- SHORT TASK
Extract the full listing below without altering a single character.
--- Start of RECORDS FOR PROCESSING ---
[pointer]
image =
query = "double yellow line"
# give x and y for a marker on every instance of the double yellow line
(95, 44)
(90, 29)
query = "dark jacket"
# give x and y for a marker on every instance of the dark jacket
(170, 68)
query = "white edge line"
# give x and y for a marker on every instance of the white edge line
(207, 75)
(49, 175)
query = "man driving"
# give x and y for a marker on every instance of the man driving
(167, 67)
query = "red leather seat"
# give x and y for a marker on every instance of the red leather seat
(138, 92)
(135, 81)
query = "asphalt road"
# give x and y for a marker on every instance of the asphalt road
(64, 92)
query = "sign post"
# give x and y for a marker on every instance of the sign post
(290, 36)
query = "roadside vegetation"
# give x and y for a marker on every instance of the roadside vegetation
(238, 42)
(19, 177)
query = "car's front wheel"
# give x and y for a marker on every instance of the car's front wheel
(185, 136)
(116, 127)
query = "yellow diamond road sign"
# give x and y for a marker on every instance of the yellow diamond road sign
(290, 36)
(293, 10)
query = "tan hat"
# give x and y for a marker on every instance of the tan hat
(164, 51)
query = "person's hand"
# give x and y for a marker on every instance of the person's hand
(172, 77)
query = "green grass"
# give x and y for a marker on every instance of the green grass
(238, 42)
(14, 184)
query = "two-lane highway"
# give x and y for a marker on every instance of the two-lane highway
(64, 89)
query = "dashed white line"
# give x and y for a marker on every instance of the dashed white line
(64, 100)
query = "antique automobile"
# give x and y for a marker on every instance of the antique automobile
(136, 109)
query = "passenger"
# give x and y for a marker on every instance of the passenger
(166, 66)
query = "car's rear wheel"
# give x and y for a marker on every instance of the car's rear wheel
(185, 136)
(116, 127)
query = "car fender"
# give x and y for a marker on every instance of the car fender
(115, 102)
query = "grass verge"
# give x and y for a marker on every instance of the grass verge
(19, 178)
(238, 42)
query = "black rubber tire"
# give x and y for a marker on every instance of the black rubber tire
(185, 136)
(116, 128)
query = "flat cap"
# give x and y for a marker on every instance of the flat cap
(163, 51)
--- End of RECORDS FOR PROCESSING ---
- RESPONSE TO THIS EXERCISE
[pointer]
image =
query = "double yellow line"
# give x and y for a marker on every instance of the double yellow line
(95, 44)
(90, 29)
query = "dark jacket"
# give x and y for a marker on every instance of the dark jacket
(170, 68)
query = "white edge line"
# give x and y for a marker on every instance of the white edge line
(207, 75)
(49, 175)
query = "man driving"
# give x and y for a marker on every instance of the man driving
(167, 67)
query = "red leather seat"
# give x and y for a marker on every instance of the red leather seat
(138, 92)
(135, 81)
query = "asphalt road"
# give x and y for a marker on every instance of the asphalt road
(64, 92)
query = "sign post"
# give x and y for a marker on every instance of the sign post
(290, 36)
query = "roadside vegetation"
# give x and y for a marker on every instance of the roadside vegetation
(238, 42)
(19, 177)
query = "car's front wheel"
# give x and y for a marker on every instance of the car's front wheel
(185, 136)
(116, 127)
query = "yellow diamond road sign"
# give x and y for a marker on every instance of the yellow diamond road sign
(290, 36)
(293, 10)
query = "tan hat"
# give x and y for a marker on every instance of the tan hat
(164, 51)
query = "person's hand"
# give x and y for a marker on every instance of the person's hand
(172, 77)
query = "green grass"
# give x and y for a marker on every instance of the green grass
(238, 42)
(14, 184)
query = "two-lane highway"
# give x and y for a marker on every instance of the two-lane highway
(64, 89)
query = "dashed white line"
# give x and y for a marker on every instance of the dashed white line
(64, 100)
query = "antique automobile"
# give x and y for a marker on every instance of the antique automobile
(136, 109)
query = "passenger"
# give x and y for a marker on every instance of the passenger
(166, 66)
query = "car's rear wheel"
# give x and y for a marker on every instance of the car's rear wheel
(185, 136)
(116, 127)
query = "car fender"
# give x and y for a marker on every instance of the car fender
(115, 102)
query = "grass verge"
# give x and y for a marker on every instance of the grass verge
(19, 178)
(238, 42)
query = "black rubber tire"
# give x and y for a marker on every instance of the black rubber tire
(185, 136)
(116, 128)
query = "flat cap"
# give x and y for a marker on every instance of the flat cap
(163, 51)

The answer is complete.